- Set exercise -
Rewrite the entries from the line containing "yellow flower center" through the end of the entries, replacing "Mark" with "Outline" and leaving everything else unchanged.

Rows from a dataset:
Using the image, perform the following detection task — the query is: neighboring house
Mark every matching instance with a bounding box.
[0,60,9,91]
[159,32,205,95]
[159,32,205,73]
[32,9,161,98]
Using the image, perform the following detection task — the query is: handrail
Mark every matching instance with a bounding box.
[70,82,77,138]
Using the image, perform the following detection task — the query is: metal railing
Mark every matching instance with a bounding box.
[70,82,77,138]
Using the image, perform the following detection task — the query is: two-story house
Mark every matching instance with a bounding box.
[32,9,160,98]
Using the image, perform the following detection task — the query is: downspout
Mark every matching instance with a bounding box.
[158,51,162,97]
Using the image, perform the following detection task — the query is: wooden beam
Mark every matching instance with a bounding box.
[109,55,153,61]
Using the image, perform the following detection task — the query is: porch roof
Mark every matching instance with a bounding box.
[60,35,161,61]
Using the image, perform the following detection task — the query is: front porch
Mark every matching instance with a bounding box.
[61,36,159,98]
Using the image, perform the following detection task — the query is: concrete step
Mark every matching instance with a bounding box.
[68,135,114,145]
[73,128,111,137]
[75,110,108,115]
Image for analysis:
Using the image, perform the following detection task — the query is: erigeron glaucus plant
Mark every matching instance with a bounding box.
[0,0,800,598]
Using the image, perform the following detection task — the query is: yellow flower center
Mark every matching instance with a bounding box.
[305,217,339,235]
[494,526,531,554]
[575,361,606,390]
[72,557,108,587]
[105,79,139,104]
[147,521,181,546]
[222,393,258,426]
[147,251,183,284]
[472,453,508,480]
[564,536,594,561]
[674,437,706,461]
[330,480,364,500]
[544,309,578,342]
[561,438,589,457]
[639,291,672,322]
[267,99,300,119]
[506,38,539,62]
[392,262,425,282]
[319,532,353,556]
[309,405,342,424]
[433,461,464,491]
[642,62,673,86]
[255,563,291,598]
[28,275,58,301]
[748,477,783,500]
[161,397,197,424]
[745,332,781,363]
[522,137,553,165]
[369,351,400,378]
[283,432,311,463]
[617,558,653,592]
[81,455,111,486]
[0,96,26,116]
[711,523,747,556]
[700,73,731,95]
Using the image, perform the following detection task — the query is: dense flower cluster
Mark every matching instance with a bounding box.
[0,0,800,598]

- Result of this exercise -
Using the image, perform the following detection task — the query is: yellow flower center
Outline every matching instance with a bounding box.
[305,217,339,235]
[494,526,531,554]
[575,361,606,390]
[72,557,108,587]
[105,79,139,104]
[147,521,181,546]
[222,393,258,426]
[147,251,183,284]
[472,453,508,480]
[564,536,594,561]
[674,437,706,461]
[330,480,364,500]
[544,309,578,342]
[561,438,589,457]
[639,291,672,322]
[267,99,300,119]
[506,38,539,62]
[392,262,425,282]
[319,532,353,556]
[309,405,342,424]
[433,461,464,491]
[642,62,673,86]
[255,563,291,598]
[28,275,58,301]
[748,477,783,500]
[161,397,197,424]
[745,332,781,363]
[522,137,553,165]
[369,351,400,378]
[283,432,311,463]
[617,558,653,592]
[81,455,111,486]
[0,96,26,116]
[711,523,747,556]
[700,73,731,95]
Using the image, perform the following detection task — the query is: dense flower cluster
Outline every matching instance with a bounding box.
[0,0,800,598]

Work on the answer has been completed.